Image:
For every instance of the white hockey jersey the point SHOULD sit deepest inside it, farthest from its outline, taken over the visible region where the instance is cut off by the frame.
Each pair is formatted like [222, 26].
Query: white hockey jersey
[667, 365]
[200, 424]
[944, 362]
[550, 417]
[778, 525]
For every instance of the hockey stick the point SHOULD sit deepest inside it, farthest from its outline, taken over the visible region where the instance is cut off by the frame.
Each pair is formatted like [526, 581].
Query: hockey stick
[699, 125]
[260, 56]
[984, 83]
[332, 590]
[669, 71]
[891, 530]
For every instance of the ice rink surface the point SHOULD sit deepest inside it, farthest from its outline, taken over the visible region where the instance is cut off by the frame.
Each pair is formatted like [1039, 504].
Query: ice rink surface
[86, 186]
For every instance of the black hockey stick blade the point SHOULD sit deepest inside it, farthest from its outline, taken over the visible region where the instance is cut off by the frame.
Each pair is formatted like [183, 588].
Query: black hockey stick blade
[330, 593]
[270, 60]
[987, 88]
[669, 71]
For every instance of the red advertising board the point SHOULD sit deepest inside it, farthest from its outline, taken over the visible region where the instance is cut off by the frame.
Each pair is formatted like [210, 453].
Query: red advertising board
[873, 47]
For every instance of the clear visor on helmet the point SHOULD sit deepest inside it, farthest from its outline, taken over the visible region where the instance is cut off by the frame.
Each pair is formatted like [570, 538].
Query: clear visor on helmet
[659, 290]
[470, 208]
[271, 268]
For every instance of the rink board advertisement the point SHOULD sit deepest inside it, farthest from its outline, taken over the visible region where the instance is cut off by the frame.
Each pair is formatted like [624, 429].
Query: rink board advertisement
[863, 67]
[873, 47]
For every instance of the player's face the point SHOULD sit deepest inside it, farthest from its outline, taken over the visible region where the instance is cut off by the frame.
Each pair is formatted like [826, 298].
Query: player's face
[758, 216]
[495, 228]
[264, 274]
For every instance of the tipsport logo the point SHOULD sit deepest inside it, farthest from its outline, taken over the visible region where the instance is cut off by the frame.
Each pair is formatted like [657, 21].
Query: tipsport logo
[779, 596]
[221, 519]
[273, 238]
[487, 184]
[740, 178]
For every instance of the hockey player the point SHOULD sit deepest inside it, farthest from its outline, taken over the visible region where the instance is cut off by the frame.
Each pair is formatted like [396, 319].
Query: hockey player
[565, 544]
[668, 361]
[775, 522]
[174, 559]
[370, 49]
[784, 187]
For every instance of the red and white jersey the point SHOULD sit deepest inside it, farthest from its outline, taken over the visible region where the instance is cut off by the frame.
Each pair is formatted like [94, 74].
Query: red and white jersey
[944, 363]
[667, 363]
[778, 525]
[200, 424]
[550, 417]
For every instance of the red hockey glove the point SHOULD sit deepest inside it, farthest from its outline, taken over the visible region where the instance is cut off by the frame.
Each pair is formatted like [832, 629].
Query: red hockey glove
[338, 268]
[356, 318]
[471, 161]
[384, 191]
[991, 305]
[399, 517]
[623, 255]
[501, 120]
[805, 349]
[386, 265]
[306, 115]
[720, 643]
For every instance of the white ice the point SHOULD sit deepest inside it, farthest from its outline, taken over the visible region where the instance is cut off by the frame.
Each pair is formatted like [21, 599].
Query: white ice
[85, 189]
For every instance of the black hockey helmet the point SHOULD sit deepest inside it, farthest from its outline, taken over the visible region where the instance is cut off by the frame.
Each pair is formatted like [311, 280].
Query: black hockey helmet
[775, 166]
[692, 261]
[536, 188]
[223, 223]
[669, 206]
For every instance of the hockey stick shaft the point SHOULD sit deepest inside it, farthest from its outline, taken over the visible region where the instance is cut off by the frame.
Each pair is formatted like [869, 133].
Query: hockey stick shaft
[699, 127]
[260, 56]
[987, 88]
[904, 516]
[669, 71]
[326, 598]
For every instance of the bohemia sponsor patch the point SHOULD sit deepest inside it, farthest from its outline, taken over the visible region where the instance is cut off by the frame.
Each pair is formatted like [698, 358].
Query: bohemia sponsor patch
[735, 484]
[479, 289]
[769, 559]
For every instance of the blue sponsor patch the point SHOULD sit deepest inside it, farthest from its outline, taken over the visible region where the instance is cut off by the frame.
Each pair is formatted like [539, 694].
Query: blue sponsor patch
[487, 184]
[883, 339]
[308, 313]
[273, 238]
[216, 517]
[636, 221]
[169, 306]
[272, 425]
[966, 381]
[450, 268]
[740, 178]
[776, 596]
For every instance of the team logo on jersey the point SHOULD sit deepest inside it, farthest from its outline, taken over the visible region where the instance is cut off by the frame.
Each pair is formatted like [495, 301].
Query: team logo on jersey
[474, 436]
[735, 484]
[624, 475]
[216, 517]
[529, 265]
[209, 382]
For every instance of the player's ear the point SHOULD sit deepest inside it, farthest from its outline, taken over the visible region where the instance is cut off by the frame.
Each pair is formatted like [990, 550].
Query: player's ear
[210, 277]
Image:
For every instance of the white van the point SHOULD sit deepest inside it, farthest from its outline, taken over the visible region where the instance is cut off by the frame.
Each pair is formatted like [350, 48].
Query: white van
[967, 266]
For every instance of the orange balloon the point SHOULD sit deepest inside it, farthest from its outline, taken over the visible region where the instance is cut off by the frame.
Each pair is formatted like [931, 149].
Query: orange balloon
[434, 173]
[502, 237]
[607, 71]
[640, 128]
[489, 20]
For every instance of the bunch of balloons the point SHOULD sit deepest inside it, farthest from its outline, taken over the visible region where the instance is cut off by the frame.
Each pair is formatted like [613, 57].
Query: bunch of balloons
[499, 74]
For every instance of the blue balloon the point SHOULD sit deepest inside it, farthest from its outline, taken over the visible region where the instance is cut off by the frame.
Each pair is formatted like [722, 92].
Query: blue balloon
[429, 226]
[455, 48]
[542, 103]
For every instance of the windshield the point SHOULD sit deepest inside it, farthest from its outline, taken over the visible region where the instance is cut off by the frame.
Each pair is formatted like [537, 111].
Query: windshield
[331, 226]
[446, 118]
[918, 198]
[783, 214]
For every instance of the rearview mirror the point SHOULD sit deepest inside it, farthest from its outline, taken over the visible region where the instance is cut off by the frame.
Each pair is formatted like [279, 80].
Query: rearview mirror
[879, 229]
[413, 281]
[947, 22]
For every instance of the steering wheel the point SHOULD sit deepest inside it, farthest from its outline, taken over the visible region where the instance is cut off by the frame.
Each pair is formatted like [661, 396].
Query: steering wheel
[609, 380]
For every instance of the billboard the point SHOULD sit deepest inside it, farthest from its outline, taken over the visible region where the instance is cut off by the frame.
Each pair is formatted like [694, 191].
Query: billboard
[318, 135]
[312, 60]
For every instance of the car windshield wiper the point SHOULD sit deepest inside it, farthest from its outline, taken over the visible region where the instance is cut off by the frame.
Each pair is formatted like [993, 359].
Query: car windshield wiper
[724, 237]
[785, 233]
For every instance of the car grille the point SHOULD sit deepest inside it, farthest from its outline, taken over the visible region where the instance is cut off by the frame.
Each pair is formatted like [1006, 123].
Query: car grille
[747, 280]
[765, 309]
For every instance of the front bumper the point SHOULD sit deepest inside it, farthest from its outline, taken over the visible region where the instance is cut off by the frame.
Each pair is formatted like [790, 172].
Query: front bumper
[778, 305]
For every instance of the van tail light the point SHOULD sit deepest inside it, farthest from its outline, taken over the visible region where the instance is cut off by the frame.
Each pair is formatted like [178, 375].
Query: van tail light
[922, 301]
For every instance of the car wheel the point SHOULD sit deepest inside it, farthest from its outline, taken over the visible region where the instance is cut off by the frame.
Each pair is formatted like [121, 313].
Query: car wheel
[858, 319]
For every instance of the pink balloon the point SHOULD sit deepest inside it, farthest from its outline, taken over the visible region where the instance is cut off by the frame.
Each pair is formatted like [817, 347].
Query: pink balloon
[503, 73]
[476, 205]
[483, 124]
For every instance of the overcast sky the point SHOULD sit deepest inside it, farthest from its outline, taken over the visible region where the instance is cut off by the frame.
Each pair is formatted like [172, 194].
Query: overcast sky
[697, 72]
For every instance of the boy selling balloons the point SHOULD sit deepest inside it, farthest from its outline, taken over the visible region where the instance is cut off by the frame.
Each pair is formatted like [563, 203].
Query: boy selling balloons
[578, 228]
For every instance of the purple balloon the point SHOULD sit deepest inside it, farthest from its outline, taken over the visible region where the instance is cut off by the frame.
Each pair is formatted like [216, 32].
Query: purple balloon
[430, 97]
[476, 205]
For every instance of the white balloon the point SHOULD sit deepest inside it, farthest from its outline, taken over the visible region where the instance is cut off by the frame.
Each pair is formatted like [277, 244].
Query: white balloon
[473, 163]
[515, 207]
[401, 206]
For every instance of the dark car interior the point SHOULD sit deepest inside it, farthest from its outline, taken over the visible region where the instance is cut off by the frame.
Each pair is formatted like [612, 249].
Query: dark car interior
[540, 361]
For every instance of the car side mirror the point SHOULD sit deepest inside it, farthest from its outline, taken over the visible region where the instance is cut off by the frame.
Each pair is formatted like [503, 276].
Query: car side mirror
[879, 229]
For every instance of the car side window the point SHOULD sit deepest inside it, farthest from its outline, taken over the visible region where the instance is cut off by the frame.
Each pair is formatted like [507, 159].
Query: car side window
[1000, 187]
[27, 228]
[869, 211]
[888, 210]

══════════════════════════════

### EXERCISE
List every line from the one containing "For every instance of the boy" through the last line of the records, inclusive, as a JSON array of strings with one string per line and blank lines omitted.

### FULL SOLUTION
[
  "For every instance of the boy selling balloons the point SHOULD sit deepest inside it, farthest from its outline, taken over the visible region where the instance is cut off by the frame.",
  "Each pair is formatted like [563, 203].",
  "Query: boy selling balloons",
  "[578, 228]",
  "For every instance of the purple balloon the point SHOULD sit deepest inside it, farthest from its outline, taken over the visible region where the instance is cut off by the frame.",
  "Each pair is formatted like [216, 32].",
  "Query: purple balloon",
  "[430, 97]",
  "[476, 205]",
  "For every instance of the white balloon the point SHOULD sit deepest inside it, farthest from its outline, taken over the visible region where the instance is cut off by the frame.",
  "Each pair is formatted like [277, 244].",
  "Query: white balloon",
  "[473, 163]",
  "[515, 207]",
  "[401, 206]",
  "For every instance of the dark car interior the point SHOULD sit deepest inside it, farthest from its outline, taken over the visible region where the instance is cut off by the frame.",
  "Each pair is formatted like [612, 249].",
  "Query: dark car interior",
  "[540, 361]",
  "For every instance of the car side mirror the point SHOULD sit deepest inside it, farthest from its outline, taken over the visible region where the instance is cut off by the frame.",
  "Each pair is formatted like [503, 276].",
  "Query: car side mirror",
  "[879, 229]",
  "For every instance of the car side window the point SHOULD sit deepest inside it, farthest from its outline, taken over the visible region where the instance is cut off by the frame.",
  "Each pair is formatted like [507, 159].",
  "Query: car side window",
  "[1000, 187]",
  "[27, 228]",
  "[869, 211]",
  "[888, 210]"
]